» Data records
☆ ☆ ☆

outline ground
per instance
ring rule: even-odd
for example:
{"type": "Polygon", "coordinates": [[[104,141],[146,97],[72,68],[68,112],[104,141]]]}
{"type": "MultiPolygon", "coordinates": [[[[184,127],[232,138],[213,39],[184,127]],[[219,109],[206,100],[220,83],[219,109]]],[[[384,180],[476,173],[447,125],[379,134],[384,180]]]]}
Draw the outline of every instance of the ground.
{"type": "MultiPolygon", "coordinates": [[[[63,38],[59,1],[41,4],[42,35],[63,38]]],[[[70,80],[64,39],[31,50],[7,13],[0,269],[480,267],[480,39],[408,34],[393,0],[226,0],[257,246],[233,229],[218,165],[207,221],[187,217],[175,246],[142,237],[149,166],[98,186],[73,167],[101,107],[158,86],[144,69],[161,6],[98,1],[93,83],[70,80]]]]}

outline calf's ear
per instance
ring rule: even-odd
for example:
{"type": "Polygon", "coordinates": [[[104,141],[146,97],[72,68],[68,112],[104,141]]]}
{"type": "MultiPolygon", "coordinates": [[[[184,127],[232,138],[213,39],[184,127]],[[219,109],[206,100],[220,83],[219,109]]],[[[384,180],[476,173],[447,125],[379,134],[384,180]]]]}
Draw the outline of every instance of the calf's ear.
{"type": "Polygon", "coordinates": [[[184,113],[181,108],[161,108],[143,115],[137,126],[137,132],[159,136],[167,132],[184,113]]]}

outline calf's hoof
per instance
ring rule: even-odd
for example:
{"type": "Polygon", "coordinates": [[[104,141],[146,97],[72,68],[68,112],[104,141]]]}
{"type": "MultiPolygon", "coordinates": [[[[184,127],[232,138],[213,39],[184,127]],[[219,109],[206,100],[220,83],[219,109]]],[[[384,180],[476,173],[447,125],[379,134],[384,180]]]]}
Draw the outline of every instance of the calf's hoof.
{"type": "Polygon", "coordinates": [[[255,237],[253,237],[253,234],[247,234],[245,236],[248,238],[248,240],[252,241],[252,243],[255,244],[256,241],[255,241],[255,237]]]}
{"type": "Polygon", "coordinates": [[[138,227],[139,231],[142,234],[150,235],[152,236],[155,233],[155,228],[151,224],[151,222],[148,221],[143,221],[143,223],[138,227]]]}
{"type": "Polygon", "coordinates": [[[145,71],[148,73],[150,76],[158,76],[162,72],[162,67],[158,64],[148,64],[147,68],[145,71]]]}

☆ ☆ ☆

Write out all of the entries above, exactly and in full.

outline ground
per instance
ring rule: even-odd
for example:
{"type": "Polygon", "coordinates": [[[104,141],[146,97],[72,68],[68,112],[104,141]]]}
{"type": "MultiPolygon", "coordinates": [[[[184,127],[232,138],[213,39],[184,127]],[[219,109],[206,100],[220,83],[219,109]]],[[[384,180],[476,173],[447,125],[379,134],[384,180]]]]}
Draw the outline of every instance of the ground.
{"type": "MultiPolygon", "coordinates": [[[[63,38],[59,1],[41,4],[42,35],[63,38]]],[[[70,80],[64,39],[31,50],[7,13],[0,269],[480,267],[480,39],[408,34],[393,0],[226,0],[257,246],[233,229],[218,165],[207,221],[187,217],[175,246],[142,237],[149,166],[98,186],[73,167],[101,107],[158,86],[144,69],[161,6],[98,1],[93,83],[70,80]]]]}

outline calf's ear
per instance
ring rule: even-odd
for example:
{"type": "Polygon", "coordinates": [[[104,141],[146,97],[72,68],[68,112],[104,141]]]}
{"type": "MultiPolygon", "coordinates": [[[[184,127],[232,138],[213,39],[184,127]],[[219,109],[206,100],[220,83],[219,109]]],[[[384,180],[476,173],[447,125],[379,134],[384,180]]]]}
Draw the outline of every instance of the calf's ear.
{"type": "Polygon", "coordinates": [[[184,113],[181,108],[161,108],[143,115],[137,126],[137,132],[159,136],[167,132],[184,113]]]}

outline calf's hoof
per instance
ring rule: even-odd
for example:
{"type": "Polygon", "coordinates": [[[104,141],[146,97],[72,68],[68,112],[104,141]]]}
{"type": "MultiPolygon", "coordinates": [[[[184,127],[232,138],[213,39],[184,127]],[[219,109],[206,100],[220,83],[219,109]]],[[[384,180],[476,173],[447,125],[379,134],[384,180]]]]}
Draw the outline of every instance of the calf's hoof.
{"type": "Polygon", "coordinates": [[[255,237],[253,237],[253,234],[247,234],[245,236],[248,238],[248,240],[252,241],[252,243],[255,244],[256,241],[255,241],[255,237]]]}
{"type": "Polygon", "coordinates": [[[138,227],[139,231],[142,234],[150,235],[152,236],[155,233],[155,228],[151,224],[151,222],[148,221],[143,221],[143,223],[138,227]]]}
{"type": "Polygon", "coordinates": [[[145,71],[148,73],[150,76],[158,76],[162,72],[162,67],[158,64],[148,64],[147,68],[145,71]]]}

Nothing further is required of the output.